WHAT YOU HAVE TO DO:
Edit the items so that each "grower's notes" becomes "scouting log", and leave everything else unchanged.

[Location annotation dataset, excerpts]
* START *
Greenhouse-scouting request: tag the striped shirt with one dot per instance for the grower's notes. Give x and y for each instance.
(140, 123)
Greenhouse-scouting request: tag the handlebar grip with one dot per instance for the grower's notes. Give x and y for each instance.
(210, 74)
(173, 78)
* END *
WRITTEN SOLUTION:
Greenhouse-scouting request: tag the striped shirt with one dot per instance for the scouting log. Give x and y for each instance.
(140, 123)
Greenhouse-scouting request: tag the handlebar grip with one dot per instance for the scouting log. Give x and y for each instance.
(210, 74)
(173, 78)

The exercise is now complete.